* **Prompt**: Carry on the commentary about the news channels' silence on Gaza, the text placed below ahead of the entries, starting right after its last sentence.

* **Text**:

────────

Not quite all of the News.

When the "News" is neither accurate or comprehensive.

At 10pm last night, we had stories covering Nouri al-Maliki, Ferguson Missouri, mount Sinjar, Robin Williams, GCE A levels, Sir Cliff Richard, David Cameron and arming the Kurds, Russia and the Ukraine, Syria, European athletics, Ebola, Eurozone, Tony Pulis (I did not know who he is either. It seems that he is/was the manager of Crystal Palace), and a number of other, in some cases even less significant stories than those listed, purporting to be "The News".
BBC Television News channel, Sky News, The News from ITN and even Aljazeera, all carrying stories and reports of events at home and from around the world. However, what was conspicuous by its absence on all news channels, certainly the ones which I saw at least, was any report on the current situation in Gaza. Not a mention or even a word.
It was as if Gaza had completely ceased to exist and had disappeared into the sea. Aljazeera did not make a passing reference to the Palestinians or even the ceasefire talks in Cairo.

Palestinians stand in rubble of the al-Qassam mosque

I am not suggesting that Gaza should dominate every news programme on every channel on the hour, every day every week, as there are many stories which demand and should rightly receive coverage, but for all major news channels to fail to even mention the truce extension, the exchange of rockets resulting in Israeli airstrikes as the extended ceasefire came into effect, is baffling to say the least and could be considered by some to be ominous.
Even leaving aside the question of ceasefires, rockets, Egyptian mediators and other important matters but not necessarily at the top of the list of issues for this discussion, it is difficult to reconcile the proposition that the manager of some football team for example, is somehow more newsworthy than the plight of 500,000 homeless who remain without shelter, children usually two to a bed in overcrowded hospitals, the lack of food water and shelter in the area and the immense task of rebuilding homes, hospitals and infrastructure.

────────

* **Extracted information**:
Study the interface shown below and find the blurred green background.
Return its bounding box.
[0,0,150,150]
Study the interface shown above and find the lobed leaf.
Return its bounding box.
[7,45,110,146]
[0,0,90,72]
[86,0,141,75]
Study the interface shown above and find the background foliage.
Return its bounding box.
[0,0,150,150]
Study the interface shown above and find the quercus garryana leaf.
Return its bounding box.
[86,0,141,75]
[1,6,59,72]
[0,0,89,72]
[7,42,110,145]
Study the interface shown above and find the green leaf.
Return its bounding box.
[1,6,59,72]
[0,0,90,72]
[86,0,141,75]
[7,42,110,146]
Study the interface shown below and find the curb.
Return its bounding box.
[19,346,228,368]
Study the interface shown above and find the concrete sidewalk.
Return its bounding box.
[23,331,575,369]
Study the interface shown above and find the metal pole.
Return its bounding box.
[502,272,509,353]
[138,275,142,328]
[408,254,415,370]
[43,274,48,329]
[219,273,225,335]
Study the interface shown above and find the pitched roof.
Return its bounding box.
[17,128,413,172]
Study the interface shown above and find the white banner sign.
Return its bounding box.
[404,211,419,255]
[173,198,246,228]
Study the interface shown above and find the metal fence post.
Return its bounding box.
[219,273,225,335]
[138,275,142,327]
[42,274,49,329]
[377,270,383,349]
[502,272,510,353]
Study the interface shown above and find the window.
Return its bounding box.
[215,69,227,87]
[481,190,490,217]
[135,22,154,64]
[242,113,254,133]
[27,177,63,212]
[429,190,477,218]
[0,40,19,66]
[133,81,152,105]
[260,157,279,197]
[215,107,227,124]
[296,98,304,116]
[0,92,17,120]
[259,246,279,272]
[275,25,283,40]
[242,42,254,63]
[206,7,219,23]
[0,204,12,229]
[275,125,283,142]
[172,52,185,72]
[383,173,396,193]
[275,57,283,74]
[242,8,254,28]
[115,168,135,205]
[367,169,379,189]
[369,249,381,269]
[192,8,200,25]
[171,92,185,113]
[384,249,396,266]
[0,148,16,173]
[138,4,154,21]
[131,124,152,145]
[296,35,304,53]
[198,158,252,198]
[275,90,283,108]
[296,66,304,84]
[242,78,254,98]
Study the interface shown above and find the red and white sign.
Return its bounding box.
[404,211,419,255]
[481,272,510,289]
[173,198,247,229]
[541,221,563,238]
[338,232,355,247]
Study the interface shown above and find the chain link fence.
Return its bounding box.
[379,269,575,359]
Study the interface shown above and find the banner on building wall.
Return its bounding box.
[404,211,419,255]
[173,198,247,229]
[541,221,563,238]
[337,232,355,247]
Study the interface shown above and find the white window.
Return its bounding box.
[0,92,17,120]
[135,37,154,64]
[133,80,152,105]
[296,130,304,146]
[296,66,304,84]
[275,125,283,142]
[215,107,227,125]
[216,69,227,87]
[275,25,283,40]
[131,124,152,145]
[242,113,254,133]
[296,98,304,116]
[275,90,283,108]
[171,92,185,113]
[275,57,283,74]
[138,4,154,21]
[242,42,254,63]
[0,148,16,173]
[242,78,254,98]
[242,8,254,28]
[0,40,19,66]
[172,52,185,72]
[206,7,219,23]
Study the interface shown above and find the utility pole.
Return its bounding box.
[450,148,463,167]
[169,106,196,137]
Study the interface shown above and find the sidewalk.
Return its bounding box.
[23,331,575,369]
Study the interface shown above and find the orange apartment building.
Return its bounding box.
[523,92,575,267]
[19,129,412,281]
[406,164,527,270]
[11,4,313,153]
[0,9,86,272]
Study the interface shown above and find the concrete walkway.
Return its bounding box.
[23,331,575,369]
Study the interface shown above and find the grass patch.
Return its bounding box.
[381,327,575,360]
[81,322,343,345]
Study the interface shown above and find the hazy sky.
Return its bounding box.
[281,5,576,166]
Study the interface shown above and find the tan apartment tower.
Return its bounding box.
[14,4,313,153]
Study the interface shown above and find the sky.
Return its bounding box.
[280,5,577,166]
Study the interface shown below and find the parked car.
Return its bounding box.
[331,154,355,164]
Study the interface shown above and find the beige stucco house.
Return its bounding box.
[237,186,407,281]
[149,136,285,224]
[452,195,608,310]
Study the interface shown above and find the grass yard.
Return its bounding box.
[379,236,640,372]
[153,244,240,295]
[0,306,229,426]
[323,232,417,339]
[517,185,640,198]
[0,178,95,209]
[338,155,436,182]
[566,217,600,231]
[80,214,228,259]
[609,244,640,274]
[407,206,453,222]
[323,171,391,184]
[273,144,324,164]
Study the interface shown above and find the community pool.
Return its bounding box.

────────

* **Answer to this task**:
Yesterday, (August 14th) I commented on how the story of the Yazidi people on Mount Sinjar, had overnight become almost a non story, as things were not as bad as previously thought and that only a few thousand people remained on the mountain top.
Yet this item featured prominently on the "news" channels carrying reports from correspondents in Washington, London, Irbil and Baghdad.
It is a question of balance. At the end of the day of course, the content of a news programme or a magazine or newspaper is an editorial decision for the programme management, but it would be worrying to think that content decisions were being taken by a third party based more on political bias and expediency, than on comprehensive, accurate and true coverage. I have already raised the specter of state or other interference with the content of our news.
It would be a sinister progression down the path towards complete restriction or manipulation of media content, if reports from Gaza and the living conditions and fate of the people there were to be completely eradicated from the news as is clearly the case with Bahrain.